[Start of Material to process]

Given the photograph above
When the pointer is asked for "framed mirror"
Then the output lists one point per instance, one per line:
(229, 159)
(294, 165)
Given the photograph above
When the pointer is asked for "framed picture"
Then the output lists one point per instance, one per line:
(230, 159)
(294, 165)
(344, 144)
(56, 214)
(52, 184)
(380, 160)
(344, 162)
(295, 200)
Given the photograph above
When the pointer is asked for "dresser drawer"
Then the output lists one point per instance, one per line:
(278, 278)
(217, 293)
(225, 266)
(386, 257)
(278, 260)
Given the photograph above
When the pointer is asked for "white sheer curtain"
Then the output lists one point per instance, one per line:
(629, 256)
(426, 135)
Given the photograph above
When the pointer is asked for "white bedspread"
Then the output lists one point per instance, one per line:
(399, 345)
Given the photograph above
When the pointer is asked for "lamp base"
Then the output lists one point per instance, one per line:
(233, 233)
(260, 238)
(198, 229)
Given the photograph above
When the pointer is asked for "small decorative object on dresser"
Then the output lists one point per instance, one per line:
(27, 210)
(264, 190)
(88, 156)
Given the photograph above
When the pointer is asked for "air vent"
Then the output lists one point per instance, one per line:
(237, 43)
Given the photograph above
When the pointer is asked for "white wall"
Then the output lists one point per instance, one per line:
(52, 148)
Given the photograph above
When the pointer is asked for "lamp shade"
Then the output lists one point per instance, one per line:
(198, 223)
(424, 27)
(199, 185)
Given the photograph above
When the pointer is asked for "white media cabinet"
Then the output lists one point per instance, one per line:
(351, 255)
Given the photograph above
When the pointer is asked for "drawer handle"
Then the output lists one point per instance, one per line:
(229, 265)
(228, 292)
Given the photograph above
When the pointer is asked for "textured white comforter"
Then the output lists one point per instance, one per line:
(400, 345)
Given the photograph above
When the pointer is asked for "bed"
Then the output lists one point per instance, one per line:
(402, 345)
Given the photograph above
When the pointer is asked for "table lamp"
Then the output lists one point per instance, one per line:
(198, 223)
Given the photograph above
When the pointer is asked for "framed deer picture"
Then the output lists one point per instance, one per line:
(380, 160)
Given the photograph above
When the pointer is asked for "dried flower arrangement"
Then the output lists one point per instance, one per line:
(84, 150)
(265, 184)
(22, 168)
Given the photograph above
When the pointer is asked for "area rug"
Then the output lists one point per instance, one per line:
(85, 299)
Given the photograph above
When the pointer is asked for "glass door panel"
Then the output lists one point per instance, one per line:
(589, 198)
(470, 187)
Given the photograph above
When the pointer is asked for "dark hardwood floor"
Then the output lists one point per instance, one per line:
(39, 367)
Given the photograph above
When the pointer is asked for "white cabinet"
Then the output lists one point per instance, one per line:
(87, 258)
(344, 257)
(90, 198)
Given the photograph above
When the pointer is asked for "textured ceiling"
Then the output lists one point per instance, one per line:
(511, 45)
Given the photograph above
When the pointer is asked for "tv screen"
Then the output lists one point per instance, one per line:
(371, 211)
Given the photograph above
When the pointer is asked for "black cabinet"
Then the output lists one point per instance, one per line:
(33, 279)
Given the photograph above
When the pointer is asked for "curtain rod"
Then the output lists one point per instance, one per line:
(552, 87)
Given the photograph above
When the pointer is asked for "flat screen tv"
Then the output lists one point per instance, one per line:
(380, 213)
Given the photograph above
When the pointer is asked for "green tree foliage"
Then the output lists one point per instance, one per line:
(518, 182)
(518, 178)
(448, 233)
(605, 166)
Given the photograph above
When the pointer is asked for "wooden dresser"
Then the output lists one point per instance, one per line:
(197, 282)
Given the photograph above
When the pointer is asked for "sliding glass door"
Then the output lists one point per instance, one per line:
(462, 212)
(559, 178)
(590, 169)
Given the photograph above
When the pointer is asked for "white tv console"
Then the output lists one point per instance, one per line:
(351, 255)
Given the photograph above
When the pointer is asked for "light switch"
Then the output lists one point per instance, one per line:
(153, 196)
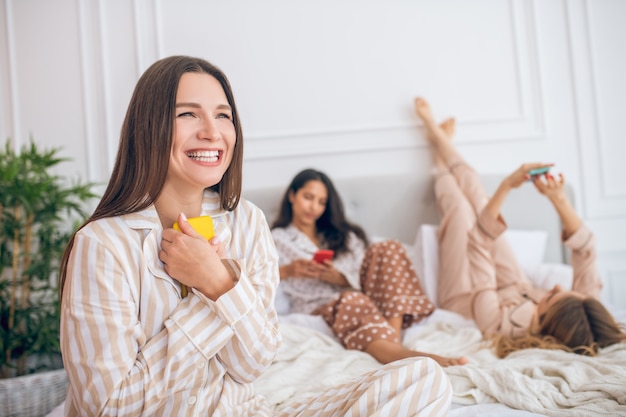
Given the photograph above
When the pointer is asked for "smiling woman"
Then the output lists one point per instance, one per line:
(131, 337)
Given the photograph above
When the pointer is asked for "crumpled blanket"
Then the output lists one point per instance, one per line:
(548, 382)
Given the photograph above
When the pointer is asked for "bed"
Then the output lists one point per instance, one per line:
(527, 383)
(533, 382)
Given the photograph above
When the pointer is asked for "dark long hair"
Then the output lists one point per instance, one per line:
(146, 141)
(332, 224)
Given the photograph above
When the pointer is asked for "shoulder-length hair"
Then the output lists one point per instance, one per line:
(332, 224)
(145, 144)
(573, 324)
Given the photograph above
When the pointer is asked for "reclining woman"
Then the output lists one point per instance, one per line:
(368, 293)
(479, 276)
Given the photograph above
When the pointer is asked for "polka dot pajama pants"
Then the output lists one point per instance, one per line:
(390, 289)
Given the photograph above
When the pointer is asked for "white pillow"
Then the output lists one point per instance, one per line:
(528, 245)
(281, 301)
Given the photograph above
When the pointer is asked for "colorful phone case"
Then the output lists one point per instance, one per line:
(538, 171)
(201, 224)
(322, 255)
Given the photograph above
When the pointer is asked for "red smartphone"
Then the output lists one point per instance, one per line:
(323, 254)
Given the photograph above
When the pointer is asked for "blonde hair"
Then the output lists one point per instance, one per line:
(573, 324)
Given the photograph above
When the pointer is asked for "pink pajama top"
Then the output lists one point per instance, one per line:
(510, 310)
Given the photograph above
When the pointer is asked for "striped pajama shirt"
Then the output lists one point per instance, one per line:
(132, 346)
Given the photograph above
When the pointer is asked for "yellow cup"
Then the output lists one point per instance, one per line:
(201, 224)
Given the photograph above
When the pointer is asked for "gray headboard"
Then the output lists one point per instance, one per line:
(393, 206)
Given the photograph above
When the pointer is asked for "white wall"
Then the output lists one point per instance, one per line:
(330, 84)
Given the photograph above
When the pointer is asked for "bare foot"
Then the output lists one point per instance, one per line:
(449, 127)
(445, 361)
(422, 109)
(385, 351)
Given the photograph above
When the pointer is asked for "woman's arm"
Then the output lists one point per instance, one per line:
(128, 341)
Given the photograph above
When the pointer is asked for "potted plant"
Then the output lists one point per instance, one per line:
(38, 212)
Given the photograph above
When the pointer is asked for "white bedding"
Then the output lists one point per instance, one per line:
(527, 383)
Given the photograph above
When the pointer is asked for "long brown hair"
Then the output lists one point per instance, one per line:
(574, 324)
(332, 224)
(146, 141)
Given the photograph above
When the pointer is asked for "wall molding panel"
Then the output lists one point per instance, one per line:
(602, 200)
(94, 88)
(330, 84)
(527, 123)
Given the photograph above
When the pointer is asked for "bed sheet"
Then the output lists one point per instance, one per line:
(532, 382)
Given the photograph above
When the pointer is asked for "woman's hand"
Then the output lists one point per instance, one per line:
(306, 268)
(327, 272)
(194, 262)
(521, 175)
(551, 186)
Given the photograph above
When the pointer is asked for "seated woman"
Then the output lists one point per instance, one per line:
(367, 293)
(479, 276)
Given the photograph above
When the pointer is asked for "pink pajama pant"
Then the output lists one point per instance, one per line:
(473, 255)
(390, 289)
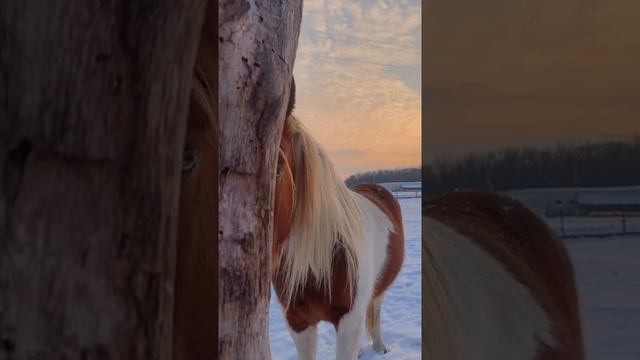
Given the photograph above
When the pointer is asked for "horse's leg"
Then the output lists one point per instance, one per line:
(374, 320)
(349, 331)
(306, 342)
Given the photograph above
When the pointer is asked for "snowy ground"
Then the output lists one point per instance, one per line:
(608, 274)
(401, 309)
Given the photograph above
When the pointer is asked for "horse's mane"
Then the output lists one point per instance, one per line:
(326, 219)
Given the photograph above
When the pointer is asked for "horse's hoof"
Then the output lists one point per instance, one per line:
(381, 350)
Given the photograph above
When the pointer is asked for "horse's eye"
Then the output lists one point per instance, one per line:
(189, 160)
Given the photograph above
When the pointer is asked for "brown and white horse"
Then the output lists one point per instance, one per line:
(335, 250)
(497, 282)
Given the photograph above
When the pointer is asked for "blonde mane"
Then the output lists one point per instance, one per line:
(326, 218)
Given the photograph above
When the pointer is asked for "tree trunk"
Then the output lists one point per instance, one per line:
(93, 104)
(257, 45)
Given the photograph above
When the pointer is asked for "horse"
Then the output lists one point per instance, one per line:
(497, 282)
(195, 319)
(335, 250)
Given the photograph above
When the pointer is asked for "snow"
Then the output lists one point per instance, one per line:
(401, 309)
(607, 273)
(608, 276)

[End of Material to process]
[Start of Material to process]

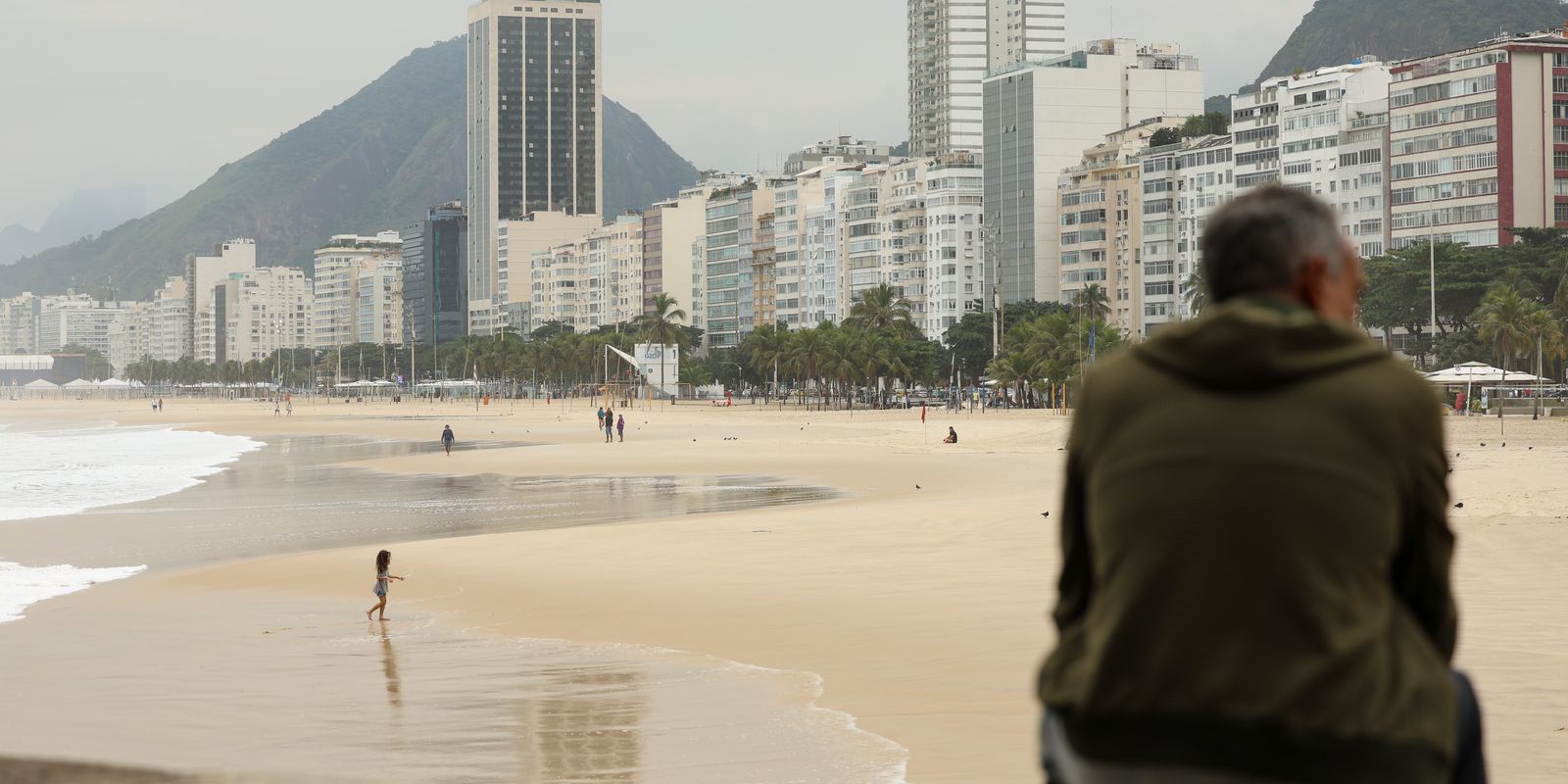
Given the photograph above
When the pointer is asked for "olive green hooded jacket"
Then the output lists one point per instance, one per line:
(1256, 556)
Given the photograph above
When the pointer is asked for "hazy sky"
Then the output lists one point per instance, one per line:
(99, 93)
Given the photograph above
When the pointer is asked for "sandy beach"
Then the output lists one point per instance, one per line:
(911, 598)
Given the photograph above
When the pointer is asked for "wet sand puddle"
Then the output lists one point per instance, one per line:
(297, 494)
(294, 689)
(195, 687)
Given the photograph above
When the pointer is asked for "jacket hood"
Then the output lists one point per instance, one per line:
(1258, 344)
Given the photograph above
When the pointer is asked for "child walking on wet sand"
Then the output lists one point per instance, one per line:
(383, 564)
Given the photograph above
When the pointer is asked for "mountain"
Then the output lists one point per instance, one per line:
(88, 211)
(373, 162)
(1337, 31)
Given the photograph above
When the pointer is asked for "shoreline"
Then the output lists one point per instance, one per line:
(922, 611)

[End of Material to process]
[Start of Material to process]

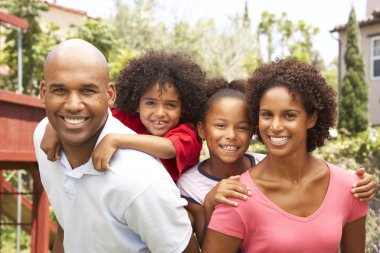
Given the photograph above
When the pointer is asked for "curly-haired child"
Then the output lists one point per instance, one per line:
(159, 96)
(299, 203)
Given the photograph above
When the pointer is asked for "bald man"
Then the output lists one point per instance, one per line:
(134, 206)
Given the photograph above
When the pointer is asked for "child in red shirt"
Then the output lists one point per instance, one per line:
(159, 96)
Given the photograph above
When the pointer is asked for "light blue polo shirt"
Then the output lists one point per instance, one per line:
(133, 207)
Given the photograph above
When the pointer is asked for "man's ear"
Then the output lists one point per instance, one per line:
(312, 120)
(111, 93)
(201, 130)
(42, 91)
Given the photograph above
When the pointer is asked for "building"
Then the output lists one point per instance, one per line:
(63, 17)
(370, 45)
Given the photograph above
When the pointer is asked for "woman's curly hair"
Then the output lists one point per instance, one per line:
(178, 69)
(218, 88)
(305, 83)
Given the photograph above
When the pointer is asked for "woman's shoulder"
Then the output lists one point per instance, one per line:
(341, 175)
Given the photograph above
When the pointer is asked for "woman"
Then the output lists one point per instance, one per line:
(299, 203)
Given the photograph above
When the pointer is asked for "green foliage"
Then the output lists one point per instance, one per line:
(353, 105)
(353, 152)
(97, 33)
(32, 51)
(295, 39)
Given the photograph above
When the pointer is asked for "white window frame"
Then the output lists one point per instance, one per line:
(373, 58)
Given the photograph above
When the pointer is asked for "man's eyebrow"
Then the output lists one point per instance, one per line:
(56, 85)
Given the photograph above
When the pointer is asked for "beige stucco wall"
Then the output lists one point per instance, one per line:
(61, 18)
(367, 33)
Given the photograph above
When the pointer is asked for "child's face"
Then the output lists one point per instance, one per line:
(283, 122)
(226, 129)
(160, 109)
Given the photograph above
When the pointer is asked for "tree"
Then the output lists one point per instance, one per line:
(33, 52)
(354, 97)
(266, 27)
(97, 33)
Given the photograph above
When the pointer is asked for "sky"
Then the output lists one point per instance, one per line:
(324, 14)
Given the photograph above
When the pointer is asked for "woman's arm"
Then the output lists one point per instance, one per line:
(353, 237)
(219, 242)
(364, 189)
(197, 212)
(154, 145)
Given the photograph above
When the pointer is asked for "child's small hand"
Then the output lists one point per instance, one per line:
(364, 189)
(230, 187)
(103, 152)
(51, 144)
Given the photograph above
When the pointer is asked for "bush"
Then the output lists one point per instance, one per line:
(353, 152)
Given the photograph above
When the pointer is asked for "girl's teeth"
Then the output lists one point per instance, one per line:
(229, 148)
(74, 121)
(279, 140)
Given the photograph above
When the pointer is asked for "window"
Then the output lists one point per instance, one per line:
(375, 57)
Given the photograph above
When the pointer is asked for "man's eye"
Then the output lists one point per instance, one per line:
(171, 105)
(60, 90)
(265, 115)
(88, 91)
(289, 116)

[End of Material to process]

Exercise prompt
Please gather every line of the material above that contains the word "blonde", and copy each one unchanged.

Finished exercise
When the pointer is asked for "blonde hair"
When the pointer is asked for "blonde mane"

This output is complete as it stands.